Location labeling records:
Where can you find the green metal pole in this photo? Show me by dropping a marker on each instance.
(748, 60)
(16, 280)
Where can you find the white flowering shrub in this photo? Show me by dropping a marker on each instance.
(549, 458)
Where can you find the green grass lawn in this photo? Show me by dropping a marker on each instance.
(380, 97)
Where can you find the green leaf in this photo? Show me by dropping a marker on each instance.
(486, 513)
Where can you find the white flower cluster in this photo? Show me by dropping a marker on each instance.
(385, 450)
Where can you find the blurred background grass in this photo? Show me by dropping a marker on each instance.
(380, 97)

--

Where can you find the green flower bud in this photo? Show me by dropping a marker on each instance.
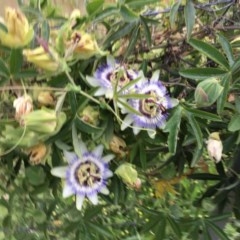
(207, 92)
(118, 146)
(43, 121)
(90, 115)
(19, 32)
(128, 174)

**EXERCISE DETAILS:**
Please tally the lines in the items above that contain the string "photo", treating uppercase and lowercase as different, and reply with only the number.

**OUTPUT OF THE TASK:**
7